Stored data
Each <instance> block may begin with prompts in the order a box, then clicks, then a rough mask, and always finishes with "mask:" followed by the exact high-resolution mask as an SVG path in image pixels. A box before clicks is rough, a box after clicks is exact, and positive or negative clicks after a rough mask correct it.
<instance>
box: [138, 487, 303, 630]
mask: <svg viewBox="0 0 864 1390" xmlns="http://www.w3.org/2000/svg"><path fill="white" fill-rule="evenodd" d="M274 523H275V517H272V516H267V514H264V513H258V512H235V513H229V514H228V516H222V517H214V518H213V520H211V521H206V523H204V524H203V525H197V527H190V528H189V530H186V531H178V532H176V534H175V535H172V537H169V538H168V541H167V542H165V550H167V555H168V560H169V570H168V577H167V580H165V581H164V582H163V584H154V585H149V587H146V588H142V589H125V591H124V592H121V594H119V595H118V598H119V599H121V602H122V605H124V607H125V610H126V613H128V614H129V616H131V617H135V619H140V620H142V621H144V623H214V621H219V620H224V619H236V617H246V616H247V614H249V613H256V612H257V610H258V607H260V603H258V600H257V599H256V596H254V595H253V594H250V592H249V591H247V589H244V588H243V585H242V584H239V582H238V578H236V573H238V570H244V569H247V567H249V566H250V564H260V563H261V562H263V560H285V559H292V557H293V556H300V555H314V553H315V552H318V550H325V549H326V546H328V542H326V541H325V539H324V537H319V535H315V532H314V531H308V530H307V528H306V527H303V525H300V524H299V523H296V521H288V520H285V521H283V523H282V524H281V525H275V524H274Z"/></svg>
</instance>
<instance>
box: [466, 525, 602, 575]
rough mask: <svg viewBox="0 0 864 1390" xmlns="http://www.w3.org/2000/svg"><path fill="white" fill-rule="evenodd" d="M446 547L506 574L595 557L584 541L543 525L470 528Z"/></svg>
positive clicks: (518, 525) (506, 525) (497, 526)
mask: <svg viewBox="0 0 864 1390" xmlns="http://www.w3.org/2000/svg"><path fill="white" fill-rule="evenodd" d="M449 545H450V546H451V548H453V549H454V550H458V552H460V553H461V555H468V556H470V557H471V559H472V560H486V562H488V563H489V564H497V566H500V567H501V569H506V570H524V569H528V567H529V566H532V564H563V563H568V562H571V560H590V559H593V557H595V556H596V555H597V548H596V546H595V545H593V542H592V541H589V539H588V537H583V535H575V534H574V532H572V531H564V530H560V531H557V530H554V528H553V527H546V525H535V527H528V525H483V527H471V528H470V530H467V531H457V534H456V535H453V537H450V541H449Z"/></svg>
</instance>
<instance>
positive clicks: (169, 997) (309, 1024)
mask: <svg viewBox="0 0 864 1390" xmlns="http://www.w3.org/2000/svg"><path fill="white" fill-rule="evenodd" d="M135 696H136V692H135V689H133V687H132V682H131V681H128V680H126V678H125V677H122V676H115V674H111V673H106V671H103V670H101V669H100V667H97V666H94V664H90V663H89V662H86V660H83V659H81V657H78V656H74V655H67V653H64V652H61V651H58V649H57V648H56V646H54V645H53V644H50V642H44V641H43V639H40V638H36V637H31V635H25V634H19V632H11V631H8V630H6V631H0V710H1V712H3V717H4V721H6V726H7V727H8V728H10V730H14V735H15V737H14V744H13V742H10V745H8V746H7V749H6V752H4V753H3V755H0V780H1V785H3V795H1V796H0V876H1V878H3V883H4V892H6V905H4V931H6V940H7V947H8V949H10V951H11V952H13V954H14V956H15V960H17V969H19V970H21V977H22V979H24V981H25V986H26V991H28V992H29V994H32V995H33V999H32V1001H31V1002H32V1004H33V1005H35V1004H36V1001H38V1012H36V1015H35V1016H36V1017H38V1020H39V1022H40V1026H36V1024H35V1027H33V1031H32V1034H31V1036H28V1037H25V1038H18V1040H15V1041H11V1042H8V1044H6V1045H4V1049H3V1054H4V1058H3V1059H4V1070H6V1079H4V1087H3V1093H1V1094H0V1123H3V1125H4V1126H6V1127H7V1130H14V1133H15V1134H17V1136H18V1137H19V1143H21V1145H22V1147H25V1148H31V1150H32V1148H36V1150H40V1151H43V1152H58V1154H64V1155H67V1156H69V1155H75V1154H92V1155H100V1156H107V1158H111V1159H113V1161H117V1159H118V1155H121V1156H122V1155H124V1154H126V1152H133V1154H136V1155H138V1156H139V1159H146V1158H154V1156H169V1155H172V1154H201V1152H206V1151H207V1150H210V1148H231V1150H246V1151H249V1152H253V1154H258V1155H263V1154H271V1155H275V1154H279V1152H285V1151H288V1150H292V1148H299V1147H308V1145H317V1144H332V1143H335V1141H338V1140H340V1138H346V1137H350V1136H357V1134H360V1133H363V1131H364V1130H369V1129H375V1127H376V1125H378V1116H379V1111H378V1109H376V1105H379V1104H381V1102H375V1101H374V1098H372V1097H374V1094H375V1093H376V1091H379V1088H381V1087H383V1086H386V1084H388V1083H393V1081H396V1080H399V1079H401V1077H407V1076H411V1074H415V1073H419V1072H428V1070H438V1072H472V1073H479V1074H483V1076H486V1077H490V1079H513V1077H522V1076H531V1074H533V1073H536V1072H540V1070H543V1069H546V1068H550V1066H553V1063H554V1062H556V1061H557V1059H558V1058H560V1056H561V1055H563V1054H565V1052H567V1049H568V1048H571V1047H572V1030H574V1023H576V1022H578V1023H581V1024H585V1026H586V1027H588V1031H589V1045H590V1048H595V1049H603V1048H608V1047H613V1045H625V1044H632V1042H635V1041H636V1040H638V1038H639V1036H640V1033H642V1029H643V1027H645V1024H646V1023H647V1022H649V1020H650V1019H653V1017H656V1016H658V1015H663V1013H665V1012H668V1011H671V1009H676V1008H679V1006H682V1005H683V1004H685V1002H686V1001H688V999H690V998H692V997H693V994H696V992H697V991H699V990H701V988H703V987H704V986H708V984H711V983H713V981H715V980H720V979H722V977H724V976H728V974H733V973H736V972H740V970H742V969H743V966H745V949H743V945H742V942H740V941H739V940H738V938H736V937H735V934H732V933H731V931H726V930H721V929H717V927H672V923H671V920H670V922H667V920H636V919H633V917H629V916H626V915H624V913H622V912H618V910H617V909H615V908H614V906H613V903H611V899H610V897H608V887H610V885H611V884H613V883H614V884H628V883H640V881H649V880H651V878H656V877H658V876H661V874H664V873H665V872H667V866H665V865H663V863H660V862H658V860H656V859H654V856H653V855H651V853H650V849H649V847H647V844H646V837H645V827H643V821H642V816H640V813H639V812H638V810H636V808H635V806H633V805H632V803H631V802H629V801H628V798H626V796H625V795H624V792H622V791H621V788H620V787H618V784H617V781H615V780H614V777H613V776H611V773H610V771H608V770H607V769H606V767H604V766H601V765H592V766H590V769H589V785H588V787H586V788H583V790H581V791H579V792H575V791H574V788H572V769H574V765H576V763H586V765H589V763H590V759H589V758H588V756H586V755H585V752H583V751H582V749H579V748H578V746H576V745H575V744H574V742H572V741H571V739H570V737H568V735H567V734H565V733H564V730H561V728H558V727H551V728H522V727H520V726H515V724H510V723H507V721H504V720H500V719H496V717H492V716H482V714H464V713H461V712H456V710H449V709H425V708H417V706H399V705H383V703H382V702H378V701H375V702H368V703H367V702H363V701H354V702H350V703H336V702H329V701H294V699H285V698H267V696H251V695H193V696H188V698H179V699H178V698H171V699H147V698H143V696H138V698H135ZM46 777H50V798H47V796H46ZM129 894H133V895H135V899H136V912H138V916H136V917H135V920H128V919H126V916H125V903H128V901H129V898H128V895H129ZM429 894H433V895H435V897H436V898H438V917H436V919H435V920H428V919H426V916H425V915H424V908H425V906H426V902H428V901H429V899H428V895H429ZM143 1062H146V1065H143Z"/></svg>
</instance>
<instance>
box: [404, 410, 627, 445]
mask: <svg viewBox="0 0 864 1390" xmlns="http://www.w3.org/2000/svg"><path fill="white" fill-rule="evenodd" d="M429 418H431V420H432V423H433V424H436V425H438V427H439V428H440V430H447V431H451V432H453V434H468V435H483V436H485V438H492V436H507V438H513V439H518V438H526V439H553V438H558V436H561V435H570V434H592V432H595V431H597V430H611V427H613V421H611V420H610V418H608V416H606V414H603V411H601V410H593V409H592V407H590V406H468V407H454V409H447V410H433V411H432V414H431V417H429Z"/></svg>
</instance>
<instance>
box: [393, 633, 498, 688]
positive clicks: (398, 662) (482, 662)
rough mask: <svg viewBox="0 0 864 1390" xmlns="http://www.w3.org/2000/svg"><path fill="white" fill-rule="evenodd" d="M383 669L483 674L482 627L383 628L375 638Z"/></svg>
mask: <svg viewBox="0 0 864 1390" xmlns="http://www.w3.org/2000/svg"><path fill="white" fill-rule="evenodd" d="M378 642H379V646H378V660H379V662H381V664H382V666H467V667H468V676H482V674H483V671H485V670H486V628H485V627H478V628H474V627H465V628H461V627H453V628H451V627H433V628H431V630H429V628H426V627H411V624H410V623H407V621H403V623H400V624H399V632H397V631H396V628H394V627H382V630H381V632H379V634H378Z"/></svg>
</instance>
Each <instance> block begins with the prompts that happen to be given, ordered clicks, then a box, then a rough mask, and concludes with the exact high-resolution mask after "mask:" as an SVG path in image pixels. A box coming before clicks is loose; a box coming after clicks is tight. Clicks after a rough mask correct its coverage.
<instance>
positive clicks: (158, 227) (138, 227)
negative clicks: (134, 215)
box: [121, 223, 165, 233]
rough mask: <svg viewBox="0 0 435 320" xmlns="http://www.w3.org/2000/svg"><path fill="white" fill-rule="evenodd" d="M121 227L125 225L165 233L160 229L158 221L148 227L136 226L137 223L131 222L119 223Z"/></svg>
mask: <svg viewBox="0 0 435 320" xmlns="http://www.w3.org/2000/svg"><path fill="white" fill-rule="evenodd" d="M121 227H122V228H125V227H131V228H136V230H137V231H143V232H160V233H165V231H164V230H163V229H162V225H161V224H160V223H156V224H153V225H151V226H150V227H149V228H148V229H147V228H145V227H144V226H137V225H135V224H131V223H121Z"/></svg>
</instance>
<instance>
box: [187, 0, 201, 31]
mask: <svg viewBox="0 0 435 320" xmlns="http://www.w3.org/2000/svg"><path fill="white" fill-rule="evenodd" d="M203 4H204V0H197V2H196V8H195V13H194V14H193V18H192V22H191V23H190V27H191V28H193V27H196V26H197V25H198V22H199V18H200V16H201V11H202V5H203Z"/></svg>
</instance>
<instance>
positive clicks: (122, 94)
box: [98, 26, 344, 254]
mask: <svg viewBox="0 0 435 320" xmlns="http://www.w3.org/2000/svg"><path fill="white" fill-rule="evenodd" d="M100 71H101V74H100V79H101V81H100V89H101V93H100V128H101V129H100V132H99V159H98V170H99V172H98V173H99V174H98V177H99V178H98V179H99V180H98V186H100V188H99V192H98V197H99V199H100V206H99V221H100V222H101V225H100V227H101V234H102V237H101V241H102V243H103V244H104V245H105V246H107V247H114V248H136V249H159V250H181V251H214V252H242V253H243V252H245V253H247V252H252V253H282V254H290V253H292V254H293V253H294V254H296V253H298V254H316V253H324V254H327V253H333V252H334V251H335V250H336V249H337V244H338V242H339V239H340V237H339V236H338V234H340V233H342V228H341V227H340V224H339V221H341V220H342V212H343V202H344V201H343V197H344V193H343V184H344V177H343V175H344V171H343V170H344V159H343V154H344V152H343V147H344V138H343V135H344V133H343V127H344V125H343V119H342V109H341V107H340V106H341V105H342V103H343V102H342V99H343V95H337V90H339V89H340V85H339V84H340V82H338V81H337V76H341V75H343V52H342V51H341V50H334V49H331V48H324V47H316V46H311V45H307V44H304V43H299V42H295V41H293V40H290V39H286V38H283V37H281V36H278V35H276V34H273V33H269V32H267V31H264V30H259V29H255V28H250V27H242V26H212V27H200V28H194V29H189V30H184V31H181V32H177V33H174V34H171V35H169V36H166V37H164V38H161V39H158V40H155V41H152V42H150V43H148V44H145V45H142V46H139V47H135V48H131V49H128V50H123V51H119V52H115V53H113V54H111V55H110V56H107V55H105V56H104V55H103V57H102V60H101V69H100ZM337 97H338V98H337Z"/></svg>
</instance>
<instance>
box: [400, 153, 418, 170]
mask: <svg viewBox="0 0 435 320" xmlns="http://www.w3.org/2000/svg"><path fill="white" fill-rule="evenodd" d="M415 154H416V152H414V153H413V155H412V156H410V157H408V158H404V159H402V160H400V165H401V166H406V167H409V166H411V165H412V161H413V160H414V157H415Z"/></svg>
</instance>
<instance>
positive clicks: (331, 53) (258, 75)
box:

• [INSTRUCTION]
Quote the rows word for word, starting with the first line and going on through the line containing "box: [138, 487, 303, 630]".

• [SOLUTION BELOW]
Each <instance> block may begin with prompts in the order a box, then clicks, then a rough mask, and always finishes with "mask:" followed by the exact high-resolution mask as an SVG path in image pixels. A box before clicks is rough, a box after clicks is exact, and positive or negative clicks after a rough mask correct it.
<instance>
box: [138, 487, 303, 630]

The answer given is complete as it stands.